▶ _DOCUMENT TEXT_:
+ + + + + + +
Tag Archives: Schitt’s Creek

Interview: Annie Murphy finds gold in Schitt’s Creek

It’s hard to believe, but Annie Murphy once auditioned for the role of Stevie on Schitt’s Creek. After a full season of CBC’s newest sitcom—heading into its season finale tonight—it’s hard to picture the Toronto actress as anything but Alexis Rose, sister to David (Dan Levy) and daughter to Moira (Catherine O’Hara) and Johnny (Eugene Levy).

That’s because viewers have connected with these characters in speedy fashion. As Diane Wild pointed out in her piece, Eugene and Dan Levy have created a series that successfully balances laughs with heart. In a short period of time, they’ve crafted relationships between Stevie (Emily Hampshire) and David, and Alexis, Ted (Dustin Milligan) and Mutt (Tim Rozon) that are silly and believable. That’s not easy for a sitcom, let alone one in its first season.

Those relationships are tested in Tuesday’s finale, as Johnny arrives at the motel to tell his family there’s a buyer for Schitt’s Creek and they’re getting out. While Moira and Johnny are thrilled, David and Alexis are less enthusiastic. After all, they’ve fostered friendships (some with benefits), and are loathe to leave them.

We spoke to Annie Murphy about the season on the whole.

Tell me how you got on Schitt’s Creek in the first place. Was it a casting call?
+ + + + + + +
▶ _REQUIRED TASK A_:
Answer these questions from the Schitt's Creek interview, one answer per line:
(i) What role did Annie Murphy once audition for on the show?
(ii) Which actor plays Ted?
(iii) What news does Johnny bring to the motel in the finale?
▶ _REQUIRED TASK B_:
Carry on writing the Schitt's Creek interview, starting right after its final line.
The items that come next have no role in this work.

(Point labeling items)
+ + + + + + +
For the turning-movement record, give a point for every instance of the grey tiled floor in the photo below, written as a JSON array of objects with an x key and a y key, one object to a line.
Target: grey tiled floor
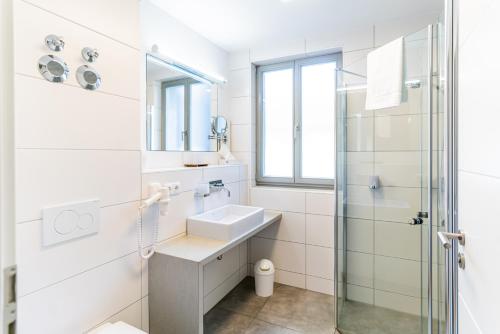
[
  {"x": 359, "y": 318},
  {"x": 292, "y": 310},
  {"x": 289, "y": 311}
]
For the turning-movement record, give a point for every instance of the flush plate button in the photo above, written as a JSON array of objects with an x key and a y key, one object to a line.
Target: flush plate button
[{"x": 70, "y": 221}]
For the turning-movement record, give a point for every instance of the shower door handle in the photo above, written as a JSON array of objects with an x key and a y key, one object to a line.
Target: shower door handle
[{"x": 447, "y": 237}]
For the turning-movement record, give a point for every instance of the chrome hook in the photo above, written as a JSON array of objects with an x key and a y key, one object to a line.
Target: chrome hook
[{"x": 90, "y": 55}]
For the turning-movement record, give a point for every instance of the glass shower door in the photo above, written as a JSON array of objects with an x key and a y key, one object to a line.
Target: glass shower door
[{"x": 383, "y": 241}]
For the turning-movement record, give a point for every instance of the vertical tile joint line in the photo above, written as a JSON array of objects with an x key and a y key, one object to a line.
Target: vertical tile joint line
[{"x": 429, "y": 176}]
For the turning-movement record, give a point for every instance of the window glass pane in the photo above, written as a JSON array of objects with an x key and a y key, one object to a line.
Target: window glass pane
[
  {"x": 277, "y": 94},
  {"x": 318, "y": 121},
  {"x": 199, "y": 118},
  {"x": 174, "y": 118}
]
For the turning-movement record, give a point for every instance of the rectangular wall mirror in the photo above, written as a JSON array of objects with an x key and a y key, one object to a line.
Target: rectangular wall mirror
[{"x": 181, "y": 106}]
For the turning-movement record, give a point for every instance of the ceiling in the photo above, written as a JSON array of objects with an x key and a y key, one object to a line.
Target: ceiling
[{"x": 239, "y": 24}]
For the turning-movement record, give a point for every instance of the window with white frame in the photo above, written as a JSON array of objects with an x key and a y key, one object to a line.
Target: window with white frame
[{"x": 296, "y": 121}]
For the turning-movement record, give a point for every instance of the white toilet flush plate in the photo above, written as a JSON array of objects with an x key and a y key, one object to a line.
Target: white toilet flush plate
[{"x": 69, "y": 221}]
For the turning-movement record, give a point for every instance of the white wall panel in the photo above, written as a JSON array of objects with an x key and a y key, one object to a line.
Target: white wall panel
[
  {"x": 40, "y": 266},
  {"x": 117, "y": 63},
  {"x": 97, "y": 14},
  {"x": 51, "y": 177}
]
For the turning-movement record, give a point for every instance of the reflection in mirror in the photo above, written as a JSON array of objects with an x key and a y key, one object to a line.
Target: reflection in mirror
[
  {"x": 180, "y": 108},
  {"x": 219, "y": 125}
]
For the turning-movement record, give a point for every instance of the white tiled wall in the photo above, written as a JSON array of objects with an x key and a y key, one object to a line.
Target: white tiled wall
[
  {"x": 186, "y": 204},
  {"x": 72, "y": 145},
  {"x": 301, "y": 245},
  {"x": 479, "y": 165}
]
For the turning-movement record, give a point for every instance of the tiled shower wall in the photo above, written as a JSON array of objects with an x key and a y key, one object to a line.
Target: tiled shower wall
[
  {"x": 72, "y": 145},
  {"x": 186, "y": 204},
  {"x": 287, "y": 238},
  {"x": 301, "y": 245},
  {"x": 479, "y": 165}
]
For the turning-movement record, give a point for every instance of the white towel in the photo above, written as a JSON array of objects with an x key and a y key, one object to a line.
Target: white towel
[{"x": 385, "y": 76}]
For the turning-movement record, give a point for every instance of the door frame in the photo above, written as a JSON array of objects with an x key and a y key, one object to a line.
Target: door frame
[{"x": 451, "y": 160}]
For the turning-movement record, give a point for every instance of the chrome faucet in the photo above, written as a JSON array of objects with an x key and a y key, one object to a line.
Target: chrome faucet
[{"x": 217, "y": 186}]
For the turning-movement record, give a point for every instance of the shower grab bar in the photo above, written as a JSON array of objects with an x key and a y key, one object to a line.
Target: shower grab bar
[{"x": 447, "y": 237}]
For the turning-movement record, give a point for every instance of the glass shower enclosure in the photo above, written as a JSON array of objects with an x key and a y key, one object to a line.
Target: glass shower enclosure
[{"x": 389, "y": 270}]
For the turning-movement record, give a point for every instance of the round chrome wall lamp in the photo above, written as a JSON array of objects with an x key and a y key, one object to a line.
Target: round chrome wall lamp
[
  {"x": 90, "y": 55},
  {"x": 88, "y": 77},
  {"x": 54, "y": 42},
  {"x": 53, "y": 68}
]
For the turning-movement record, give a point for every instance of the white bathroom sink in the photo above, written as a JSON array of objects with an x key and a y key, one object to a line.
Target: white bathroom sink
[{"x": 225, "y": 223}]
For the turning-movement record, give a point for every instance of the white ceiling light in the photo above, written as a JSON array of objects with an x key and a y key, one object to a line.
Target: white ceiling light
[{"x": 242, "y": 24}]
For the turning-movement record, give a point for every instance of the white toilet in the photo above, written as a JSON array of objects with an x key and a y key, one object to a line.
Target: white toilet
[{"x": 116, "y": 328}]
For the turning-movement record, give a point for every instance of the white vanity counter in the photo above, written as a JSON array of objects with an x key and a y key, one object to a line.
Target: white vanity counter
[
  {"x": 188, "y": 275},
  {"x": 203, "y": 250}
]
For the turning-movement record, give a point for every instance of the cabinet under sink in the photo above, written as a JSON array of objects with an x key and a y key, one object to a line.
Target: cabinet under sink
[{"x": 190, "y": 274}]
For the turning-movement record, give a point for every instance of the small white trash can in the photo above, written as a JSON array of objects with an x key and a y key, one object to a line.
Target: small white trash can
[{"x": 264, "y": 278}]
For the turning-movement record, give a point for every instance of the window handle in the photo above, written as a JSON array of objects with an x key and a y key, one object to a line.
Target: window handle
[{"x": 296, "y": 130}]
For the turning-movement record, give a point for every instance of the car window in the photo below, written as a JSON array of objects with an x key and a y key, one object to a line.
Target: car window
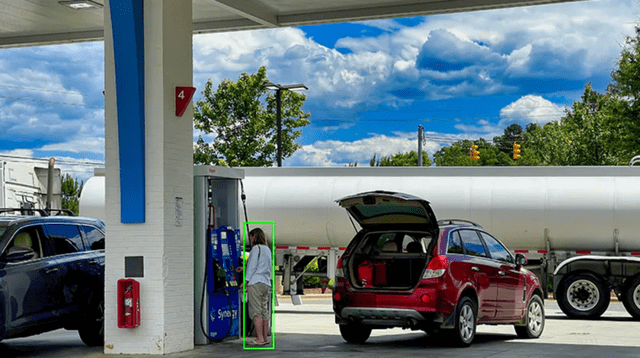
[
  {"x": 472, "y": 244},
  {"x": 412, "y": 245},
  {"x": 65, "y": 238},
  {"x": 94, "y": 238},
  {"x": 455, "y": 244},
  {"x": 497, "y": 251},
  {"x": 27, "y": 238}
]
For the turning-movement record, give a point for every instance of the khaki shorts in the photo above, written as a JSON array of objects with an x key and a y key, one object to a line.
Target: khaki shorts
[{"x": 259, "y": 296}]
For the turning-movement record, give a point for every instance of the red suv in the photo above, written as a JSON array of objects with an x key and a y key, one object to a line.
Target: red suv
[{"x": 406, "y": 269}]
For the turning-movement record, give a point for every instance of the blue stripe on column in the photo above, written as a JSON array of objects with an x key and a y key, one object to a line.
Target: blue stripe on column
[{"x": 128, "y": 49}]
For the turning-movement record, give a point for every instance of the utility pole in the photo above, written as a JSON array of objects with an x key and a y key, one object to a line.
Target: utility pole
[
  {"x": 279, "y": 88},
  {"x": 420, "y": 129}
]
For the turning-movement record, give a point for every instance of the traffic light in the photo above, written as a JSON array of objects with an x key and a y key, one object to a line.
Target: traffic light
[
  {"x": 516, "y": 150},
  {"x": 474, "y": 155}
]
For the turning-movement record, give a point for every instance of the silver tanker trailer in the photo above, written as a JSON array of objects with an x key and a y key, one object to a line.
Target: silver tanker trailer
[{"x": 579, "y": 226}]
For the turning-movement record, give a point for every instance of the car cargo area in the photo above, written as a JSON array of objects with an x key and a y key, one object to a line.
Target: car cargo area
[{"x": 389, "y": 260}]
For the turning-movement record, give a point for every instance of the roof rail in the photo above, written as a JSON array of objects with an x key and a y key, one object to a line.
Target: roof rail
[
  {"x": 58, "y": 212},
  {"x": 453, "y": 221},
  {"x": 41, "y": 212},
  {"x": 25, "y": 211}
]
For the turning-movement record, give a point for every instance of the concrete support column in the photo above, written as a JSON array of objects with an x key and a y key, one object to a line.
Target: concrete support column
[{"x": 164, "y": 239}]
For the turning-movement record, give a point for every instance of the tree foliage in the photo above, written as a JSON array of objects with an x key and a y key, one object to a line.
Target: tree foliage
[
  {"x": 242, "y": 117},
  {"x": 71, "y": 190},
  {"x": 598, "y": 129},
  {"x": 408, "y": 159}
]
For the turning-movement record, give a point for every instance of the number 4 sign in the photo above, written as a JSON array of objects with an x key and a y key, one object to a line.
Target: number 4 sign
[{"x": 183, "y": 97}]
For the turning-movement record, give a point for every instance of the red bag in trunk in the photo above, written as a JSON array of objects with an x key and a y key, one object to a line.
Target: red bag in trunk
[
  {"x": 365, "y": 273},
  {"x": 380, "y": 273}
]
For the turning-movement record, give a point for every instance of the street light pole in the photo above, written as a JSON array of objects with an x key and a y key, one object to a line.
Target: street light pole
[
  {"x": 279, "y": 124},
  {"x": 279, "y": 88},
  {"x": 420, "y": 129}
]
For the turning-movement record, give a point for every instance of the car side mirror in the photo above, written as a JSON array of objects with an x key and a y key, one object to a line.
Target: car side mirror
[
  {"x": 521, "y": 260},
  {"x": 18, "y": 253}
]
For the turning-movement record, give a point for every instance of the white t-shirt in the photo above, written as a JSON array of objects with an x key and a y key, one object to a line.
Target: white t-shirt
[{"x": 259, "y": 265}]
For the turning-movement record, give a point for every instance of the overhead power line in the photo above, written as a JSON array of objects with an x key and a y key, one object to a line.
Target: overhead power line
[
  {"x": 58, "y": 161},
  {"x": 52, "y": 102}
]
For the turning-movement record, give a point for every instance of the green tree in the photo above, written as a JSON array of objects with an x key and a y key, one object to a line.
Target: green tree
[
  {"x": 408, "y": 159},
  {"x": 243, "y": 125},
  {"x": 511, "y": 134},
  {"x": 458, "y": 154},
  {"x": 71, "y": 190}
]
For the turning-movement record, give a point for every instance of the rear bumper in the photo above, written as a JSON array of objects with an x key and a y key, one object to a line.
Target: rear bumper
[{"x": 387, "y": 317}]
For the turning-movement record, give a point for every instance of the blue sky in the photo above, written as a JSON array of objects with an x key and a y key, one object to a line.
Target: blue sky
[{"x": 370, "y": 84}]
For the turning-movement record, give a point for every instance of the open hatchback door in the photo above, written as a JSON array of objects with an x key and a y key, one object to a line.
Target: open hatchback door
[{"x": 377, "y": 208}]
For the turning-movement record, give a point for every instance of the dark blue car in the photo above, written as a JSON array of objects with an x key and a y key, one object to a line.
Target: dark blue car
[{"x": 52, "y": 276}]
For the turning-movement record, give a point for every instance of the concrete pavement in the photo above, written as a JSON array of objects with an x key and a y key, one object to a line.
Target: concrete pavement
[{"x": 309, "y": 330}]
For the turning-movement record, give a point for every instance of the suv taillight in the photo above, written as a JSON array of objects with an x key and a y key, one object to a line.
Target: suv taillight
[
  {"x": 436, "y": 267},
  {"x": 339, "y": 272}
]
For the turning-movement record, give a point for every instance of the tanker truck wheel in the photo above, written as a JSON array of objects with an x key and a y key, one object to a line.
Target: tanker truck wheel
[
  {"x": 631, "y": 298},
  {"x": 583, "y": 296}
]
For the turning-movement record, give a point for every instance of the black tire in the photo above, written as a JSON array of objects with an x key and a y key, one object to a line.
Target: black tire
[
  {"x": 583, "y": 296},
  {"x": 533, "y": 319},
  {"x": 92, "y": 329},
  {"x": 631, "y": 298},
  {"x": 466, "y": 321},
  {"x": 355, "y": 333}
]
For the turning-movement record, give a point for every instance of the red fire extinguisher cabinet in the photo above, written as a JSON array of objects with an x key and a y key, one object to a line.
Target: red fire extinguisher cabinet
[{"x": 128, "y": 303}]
+ + + + + + +
▶ _WRITTEN RESPONSE A_:
(i) Stevie
(ii) Dustin Milligan
(iii) There's a buyer for Schitt's Creek, and the family is getting out.

▶ _WRITTEN RESPONSE B_:
Annie Murphy: I was in L.A. for pilot season and having a really miserable time there. This audition came down the line and it was the first audition in a long time that I got super excited about it and obviously the names attached to it were pretty intriguing. So, I went in in L.A. and Dan was in the room. It was the first audition ever where I walked in confident and walked out confident. I doubt it will ever happen again. [Laughs.] That was it. I got a call from Dan a few days later saying that he wanted me to read for the role of Stevie. I flew back to Toronto and auditioned for Stevie and then screen tested for both roles in front of a room of people who I now know are lovely people but in the moment it was very daunting.

Then there was a very, very long two weeks of my life where I heard nothing. After a week and a half I had prepared myself for the absolute worst. I got a phone call and on the display it said ‘Eugene Levy,’ and all the blood drained from my body. It was Dan on the other end and he goes, ‘Hey Annie, it’s Dan Levy calling. I just wanted to thank you for all of your hard work and tell you how much we appreciated and enjoyed your auditions.’ He said it in this sad, sombre tone. And then he just didn’t say anything. So, I was scrambling and thanking him for letting me get that far.

And then he said, ‘OK, before I let you go, I have a quick question: how would you like to play my sister?’ As corny as it was, it was one of the best moments of my life.

I had a bit of a hard time finding my place at the beginning of the show, just because all of these other people had been doing it for so long.

How different would the show have been if you had played Stevie?
I honestly don’t think anyone could have done it but Emily. She is just so perfect for the role. The dynamic between Emily and Dan is so fantastic in their snarky, sarcastic tone. But he and I have that dynamic too. I feel like I’ve known him for a long time, we’ve been bickering for decades. The casting was just spot-on.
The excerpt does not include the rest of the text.